### Exercise set
1. Using the forum thread on dado cuts in plywood, explain in one to three sentences why the person planning the built-in considers cutting the dados on a table saw a poor fit.
2. Answer these questions from the forum thread on dado cuts in plywood, marking each answer with the same letter:
(a) What will the planned built-in hold?
(b) Which shelf thicknesses does the reply list as options?
(c) When marking shelf positions, which edge of the shelf does the reply's author mark?

### Provided text
-- -- --
# Dado cuts in plywood



## BK9MJE (Feb 13, 2009)

I am planning a built-in project in our guest room closet. It will house a TV, Printer and have file drawers below. 

My question is: What would be the best method to cut dados in the plywood sides? The unit will be about 78" tall, so cutting the dado on my table saw would be somewhat unwieldy. I want to dado the shelves and compartment dividers into the sides. How can I make sure the dados align exactly on each side? If I use a router: Would it be better to use a 3/8" bit with two passes (assuming a 3/4" by 3/8" deep dado) OR would I be better off using a 3/4" bid in one pass? Would a spiral bit work better than a dado bit? and finally (sorry for all the questions) What type of guide and router base would work best to accomplish the dado using a router?

I would value any and all advice.

John Lombardo


----------



## Ghidrah (Oct 21, 2008)

Howdy BK,

I made a jig for Dados, but you can get away with clamping a straight edge over both of the cabinet sides.

Lay both sides of the cabinet on the flat and against each other, align them to ensure both are even then clamp them to your work table. 

Decide what thickness the shelves will be, (1/2", 5/8" or 3/4") and mark where you want the shelves to be placed on one of the cabinet sides and use a straight edge to carry the mark over both sections. I mark the top or the bottom of the shelf not both.
-- -- --
### Records
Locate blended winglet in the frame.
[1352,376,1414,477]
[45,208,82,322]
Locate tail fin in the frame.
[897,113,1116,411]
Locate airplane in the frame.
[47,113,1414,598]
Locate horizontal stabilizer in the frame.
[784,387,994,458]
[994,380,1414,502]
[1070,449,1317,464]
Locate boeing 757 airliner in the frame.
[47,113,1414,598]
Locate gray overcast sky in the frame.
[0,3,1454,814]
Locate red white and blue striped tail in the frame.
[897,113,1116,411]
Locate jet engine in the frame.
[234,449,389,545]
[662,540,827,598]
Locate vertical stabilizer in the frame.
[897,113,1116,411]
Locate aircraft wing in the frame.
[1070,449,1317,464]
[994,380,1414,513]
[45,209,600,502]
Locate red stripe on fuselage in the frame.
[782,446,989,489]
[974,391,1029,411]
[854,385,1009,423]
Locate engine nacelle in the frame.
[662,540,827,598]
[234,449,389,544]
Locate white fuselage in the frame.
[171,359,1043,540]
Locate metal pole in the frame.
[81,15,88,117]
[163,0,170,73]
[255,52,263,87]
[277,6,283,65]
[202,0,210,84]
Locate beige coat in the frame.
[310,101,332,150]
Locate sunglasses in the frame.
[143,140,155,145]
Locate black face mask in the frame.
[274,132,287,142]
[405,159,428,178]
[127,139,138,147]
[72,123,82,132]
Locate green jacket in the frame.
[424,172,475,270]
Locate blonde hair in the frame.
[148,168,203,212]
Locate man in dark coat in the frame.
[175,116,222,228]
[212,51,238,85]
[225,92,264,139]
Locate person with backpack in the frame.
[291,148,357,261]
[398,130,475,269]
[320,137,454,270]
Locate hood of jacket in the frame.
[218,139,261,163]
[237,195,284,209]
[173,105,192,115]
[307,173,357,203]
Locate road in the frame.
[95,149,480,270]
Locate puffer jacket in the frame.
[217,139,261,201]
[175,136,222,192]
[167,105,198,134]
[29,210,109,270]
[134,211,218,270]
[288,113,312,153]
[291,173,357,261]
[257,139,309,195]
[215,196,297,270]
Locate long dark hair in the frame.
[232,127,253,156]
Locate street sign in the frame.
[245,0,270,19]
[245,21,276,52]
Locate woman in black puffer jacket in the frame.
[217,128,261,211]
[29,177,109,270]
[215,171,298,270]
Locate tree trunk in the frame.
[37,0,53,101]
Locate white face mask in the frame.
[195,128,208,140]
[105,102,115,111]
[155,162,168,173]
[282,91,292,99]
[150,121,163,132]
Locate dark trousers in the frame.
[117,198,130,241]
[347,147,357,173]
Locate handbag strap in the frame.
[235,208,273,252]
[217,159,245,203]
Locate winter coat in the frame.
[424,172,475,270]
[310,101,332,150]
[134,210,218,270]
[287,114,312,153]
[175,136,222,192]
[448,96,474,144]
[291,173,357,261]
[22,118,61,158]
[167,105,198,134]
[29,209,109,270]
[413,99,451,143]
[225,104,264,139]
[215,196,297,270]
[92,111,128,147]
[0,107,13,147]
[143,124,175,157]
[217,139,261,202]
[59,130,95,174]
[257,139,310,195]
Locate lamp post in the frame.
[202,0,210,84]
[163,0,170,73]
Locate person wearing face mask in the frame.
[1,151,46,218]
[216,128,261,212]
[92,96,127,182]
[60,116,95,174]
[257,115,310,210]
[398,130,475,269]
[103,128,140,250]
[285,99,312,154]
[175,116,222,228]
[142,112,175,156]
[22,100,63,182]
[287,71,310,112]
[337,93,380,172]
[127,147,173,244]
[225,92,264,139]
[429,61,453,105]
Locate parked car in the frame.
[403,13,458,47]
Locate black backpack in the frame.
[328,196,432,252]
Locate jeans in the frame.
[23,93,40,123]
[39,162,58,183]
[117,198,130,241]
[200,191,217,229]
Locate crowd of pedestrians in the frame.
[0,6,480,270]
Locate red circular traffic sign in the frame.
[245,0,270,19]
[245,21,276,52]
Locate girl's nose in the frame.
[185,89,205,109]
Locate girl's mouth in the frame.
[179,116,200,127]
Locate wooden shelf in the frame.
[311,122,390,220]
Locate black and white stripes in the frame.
-- -- --
### Results of the tasks
1. The unit will be about 78" tall, so the plywood sides are long. Cutting the dados on the table saw would therefore be somewhat unwieldy.

2.
(a) A TV and a printer, with file drawers below.
(b) 1/2", 5/8" or 3/4".
(c) Either the top or the bottom of the shelf, but not both.